+++ Data supplied +++

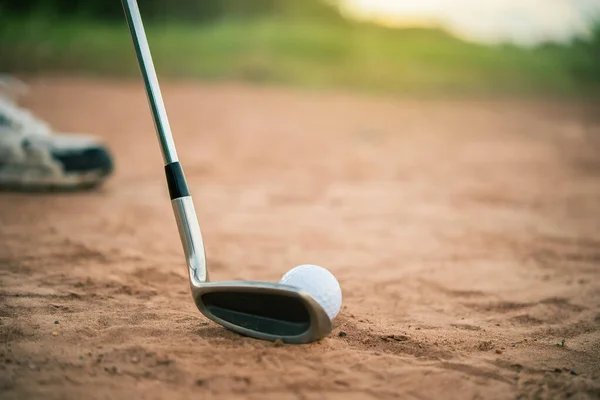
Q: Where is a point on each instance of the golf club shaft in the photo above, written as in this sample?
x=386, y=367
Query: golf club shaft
x=142, y=49
x=181, y=200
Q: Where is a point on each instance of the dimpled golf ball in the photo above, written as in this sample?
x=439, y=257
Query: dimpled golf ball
x=319, y=283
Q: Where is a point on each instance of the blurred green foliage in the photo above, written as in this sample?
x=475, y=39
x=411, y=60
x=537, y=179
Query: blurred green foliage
x=305, y=43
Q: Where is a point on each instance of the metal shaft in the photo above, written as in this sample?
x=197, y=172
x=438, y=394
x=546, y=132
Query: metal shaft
x=181, y=200
x=159, y=113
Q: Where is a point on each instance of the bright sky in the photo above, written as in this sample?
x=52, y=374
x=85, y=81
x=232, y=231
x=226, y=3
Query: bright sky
x=521, y=21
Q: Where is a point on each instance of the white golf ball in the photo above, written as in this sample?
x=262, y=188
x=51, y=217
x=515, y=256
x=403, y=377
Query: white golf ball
x=319, y=283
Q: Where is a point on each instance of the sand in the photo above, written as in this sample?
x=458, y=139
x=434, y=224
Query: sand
x=465, y=236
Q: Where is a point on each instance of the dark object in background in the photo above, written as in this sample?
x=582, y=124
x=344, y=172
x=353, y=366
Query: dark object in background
x=193, y=10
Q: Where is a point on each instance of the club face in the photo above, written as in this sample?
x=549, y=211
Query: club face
x=263, y=310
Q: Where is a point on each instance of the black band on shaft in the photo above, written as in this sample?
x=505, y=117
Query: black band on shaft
x=176, y=181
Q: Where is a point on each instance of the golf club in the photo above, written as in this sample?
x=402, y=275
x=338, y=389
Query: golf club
x=262, y=310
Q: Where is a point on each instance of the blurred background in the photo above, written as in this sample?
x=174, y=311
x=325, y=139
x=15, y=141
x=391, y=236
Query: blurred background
x=400, y=47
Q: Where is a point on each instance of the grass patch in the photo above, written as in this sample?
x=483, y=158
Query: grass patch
x=303, y=53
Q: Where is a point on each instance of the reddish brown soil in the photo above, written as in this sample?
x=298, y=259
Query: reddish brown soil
x=465, y=235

+++

Copy the listing word for word, starting with the line that contains "Q: Where is a point on each instance of the black" and going on through the last line of the listing.

Q: Where is a point on each instance of the black band on shaft in the photo above, written as in this sample?
x=505, y=117
Query: black band on shaft
x=176, y=181
Q: Where is a point on each instance of the golf club in the photo above, written as in this sample?
x=402, y=275
x=338, y=389
Query: golf club
x=262, y=310
Q: Where is a point on each instance of the blurred background in the photo above, written as in this sample?
x=174, y=311
x=325, y=139
x=15, y=141
x=391, y=236
Query: blurred background
x=400, y=47
Q: Where is a point on each instance of the grass patch in the photo above, written as in this sample?
x=483, y=158
Query: grass patch
x=303, y=53
Q: Where is a point on each instance of the reddish brown soil in the photo above, written as in this sample?
x=298, y=259
Query: reddish brown soil
x=465, y=235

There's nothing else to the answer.